→ **BRIEF**: Beginning at the line that contains "of the driftwood", transcribe the remaining lines of the listing exactly; include the final line and omit everything before.

Begin PROVIDED DATA

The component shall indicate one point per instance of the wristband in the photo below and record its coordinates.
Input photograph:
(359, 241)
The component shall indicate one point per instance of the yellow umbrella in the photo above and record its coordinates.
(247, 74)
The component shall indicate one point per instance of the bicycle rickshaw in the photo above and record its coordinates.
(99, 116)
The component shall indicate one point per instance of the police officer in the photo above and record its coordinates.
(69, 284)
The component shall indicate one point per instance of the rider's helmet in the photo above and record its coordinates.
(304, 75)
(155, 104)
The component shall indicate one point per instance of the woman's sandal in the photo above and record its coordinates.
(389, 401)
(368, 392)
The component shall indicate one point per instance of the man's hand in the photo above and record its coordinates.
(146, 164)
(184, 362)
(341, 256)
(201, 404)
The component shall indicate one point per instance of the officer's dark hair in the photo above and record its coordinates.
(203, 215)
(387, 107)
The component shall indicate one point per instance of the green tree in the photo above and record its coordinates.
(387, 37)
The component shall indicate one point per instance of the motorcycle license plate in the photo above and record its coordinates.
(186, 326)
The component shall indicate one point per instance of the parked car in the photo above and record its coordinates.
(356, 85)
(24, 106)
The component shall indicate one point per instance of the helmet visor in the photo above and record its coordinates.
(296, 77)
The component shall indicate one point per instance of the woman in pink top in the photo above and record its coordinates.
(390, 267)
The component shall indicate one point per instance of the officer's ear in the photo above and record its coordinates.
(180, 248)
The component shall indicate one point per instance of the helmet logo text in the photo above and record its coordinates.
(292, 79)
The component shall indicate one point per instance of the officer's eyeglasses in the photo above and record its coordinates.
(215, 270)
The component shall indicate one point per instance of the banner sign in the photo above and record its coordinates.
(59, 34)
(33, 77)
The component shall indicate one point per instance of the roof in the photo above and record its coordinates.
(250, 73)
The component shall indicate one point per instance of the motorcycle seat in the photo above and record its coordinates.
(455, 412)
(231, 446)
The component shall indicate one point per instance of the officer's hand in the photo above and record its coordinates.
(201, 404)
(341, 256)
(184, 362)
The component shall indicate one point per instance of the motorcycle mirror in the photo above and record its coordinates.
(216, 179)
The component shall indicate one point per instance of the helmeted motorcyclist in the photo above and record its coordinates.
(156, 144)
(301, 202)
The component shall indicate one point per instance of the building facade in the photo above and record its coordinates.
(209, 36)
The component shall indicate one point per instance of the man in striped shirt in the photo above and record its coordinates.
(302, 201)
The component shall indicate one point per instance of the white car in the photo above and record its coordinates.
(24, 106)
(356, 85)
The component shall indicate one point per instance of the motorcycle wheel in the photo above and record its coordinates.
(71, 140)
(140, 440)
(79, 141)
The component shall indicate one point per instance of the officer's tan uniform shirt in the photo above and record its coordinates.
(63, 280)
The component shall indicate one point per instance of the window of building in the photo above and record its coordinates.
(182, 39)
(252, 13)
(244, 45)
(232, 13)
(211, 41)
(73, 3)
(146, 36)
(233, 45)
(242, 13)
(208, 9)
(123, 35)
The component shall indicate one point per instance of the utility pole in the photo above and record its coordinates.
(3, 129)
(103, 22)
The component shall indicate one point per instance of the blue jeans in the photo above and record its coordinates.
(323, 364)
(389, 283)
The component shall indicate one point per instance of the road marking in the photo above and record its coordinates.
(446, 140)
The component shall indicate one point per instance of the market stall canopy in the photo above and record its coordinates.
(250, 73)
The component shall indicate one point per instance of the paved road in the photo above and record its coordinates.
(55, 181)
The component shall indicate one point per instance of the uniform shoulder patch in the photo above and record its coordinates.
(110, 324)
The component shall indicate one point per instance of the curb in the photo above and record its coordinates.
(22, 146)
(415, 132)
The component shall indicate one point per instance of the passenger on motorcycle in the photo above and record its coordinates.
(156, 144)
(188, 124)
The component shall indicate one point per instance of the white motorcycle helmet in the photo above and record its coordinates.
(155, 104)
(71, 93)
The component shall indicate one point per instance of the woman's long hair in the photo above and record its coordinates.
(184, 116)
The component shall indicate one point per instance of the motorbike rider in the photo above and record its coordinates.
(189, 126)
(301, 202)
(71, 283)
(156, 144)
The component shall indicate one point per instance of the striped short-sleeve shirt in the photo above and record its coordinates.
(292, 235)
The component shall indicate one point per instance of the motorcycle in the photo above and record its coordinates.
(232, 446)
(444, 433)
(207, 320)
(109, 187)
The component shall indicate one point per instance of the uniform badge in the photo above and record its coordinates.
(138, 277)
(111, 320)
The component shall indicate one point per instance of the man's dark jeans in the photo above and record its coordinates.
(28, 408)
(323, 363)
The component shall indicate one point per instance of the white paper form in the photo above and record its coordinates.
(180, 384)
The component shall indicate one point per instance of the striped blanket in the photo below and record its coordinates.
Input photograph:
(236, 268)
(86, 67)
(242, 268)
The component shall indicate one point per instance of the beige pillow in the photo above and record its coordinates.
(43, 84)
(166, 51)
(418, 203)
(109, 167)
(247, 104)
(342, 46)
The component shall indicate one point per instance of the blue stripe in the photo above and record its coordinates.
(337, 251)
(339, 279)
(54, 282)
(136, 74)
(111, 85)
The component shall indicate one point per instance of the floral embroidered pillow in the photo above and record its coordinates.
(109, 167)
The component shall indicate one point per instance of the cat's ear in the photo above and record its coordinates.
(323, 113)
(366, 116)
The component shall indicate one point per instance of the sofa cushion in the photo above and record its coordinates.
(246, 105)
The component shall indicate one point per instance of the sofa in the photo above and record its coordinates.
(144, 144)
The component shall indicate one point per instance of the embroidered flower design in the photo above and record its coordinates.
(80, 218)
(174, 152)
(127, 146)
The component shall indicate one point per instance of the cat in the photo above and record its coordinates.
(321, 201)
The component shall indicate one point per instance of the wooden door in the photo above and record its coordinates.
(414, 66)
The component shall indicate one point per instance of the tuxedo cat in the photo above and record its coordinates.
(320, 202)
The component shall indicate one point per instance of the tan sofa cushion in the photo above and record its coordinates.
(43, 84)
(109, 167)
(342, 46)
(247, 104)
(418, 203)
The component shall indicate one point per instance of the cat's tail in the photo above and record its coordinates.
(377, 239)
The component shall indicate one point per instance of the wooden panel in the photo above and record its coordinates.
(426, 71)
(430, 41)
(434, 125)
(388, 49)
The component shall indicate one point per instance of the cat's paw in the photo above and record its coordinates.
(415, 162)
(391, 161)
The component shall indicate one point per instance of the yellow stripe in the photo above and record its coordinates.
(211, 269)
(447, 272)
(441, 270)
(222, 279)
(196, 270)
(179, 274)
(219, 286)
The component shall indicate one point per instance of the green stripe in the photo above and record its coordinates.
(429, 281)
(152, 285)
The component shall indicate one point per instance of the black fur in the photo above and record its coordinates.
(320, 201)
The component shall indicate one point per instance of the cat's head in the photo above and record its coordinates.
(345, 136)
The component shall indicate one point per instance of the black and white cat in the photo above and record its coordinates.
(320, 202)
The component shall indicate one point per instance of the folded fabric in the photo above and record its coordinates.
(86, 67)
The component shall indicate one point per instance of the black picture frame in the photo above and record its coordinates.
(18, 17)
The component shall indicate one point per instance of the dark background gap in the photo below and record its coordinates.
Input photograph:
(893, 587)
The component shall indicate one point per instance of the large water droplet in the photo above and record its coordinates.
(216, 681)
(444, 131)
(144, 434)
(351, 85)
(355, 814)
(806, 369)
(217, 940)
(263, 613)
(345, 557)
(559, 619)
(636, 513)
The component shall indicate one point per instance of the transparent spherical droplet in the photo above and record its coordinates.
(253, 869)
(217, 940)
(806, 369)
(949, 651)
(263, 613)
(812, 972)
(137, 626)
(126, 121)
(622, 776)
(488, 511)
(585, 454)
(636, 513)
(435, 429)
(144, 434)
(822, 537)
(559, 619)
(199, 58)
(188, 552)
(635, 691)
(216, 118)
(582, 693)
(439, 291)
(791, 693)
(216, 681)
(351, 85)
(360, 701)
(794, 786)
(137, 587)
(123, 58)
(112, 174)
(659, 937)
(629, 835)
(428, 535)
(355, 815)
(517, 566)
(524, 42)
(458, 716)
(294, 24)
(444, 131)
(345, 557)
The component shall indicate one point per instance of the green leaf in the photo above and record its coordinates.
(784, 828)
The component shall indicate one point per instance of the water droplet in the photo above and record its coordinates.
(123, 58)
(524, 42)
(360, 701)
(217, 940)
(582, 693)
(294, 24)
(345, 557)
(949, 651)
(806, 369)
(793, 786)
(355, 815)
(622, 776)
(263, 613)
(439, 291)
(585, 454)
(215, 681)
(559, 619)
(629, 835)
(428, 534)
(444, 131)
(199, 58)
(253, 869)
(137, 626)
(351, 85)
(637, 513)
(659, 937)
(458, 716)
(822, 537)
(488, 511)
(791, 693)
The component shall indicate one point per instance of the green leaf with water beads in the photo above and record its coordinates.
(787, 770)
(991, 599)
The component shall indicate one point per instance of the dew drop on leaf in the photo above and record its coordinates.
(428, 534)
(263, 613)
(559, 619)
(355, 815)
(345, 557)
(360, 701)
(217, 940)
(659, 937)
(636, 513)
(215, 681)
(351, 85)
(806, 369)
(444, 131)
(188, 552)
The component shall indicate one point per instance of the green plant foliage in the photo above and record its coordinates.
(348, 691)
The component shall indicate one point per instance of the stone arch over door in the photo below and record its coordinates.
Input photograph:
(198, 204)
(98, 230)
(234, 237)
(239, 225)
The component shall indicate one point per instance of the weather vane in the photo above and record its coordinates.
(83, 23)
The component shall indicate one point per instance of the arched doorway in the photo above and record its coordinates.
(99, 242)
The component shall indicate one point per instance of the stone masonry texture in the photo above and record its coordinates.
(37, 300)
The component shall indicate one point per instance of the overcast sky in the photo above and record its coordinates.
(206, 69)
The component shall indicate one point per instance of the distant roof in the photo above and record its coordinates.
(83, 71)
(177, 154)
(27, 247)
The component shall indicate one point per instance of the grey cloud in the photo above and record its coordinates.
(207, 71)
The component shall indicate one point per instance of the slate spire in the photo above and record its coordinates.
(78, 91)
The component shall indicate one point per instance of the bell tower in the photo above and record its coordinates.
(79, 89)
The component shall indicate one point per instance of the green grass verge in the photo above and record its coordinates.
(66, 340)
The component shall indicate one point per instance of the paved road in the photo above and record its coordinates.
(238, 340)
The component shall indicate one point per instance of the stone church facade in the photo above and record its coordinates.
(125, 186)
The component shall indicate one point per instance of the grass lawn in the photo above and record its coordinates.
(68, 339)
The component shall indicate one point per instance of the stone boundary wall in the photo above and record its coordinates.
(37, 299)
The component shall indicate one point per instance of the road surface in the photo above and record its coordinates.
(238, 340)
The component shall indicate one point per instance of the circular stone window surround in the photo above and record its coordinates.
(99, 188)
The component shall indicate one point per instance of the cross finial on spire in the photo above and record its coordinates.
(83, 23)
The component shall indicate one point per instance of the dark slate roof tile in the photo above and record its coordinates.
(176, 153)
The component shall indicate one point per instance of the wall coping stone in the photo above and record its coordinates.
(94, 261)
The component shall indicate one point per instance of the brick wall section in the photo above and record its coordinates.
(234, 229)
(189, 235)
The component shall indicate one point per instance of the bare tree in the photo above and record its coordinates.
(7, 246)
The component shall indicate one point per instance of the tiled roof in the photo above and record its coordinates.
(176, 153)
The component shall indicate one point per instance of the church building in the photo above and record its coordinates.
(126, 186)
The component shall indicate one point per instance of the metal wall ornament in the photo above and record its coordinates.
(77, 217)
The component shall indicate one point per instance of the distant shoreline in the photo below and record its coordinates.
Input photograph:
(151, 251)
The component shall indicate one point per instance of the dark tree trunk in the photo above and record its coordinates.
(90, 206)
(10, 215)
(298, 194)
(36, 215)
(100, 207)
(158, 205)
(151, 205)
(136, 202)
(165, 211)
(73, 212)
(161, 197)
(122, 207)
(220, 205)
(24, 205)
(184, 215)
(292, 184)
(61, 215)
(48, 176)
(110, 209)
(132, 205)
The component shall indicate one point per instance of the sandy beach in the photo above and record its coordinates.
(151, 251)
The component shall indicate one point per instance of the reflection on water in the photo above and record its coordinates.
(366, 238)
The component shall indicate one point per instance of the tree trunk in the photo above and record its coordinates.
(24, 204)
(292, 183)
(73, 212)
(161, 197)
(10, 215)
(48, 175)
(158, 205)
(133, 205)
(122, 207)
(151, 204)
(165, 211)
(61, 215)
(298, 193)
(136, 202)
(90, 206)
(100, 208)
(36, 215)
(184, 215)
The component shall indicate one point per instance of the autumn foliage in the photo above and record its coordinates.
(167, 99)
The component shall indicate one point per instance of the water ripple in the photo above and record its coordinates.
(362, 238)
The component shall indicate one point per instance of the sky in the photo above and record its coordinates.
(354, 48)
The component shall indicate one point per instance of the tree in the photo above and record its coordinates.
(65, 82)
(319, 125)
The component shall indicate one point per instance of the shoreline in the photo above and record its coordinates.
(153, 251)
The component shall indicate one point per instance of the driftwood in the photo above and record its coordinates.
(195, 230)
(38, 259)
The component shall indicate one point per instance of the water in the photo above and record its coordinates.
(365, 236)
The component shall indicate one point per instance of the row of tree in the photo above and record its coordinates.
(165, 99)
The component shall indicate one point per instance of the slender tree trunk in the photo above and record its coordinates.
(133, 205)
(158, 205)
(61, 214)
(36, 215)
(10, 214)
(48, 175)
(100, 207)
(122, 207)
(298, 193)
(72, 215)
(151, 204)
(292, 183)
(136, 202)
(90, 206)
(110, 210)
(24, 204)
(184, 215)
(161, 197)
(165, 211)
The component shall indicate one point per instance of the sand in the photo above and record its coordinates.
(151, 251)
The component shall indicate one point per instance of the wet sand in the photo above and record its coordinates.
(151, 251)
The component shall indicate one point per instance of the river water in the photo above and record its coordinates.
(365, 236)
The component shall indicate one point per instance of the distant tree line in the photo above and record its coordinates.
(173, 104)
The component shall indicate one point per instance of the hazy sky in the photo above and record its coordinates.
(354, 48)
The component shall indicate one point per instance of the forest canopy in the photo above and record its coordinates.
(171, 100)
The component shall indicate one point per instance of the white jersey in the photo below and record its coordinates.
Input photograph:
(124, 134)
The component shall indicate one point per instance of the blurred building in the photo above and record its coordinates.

End PROVIDED DATA

→ **FULL OUTPUT**:
The component shall indicate one point per instance of the driftwood in the photo above and record its coordinates.
(195, 230)
(38, 259)
The component shall indicate one point per instance of the water in the photo above and record its coordinates.
(365, 236)
The component shall indicate one point per instance of the row of tree in the photo above and record its coordinates.
(165, 99)
The component shall indicate one point per instance of the slender tree trunk in the photo above and record its coordinates.
(133, 205)
(158, 205)
(61, 214)
(36, 215)
(10, 214)
(48, 175)
(100, 207)
(122, 207)
(298, 193)
(72, 215)
(151, 204)
(292, 183)
(136, 202)
(90, 206)
(110, 210)
(24, 204)
(184, 215)
(161, 197)
(165, 211)
The component shall indicate one point per instance of the sand in the photo above and record its coordinates.
(151, 251)
The component shall indicate one point per instance of the wet sand in the photo above and record its coordinates.
(151, 251)
The component shall indicate one point per instance of the river water in the photo above and record its coordinates.
(365, 236)
The component shall indicate one point per instance of the distant tree line in the photo above and record its coordinates.
(173, 104)
The component shall indicate one point per instance of the hazy sky in the photo above and record its coordinates.
(354, 48)
The component shall indicate one point per instance of the forest canopy in the photo above and record its coordinates.
(171, 100)
The component shall indicate one point per instance of the white jersey in the photo below and record its coordinates.
Input photograph:
(124, 134)
The component shall indicate one point per instance of the blurred building in the photo above and record its coordinates.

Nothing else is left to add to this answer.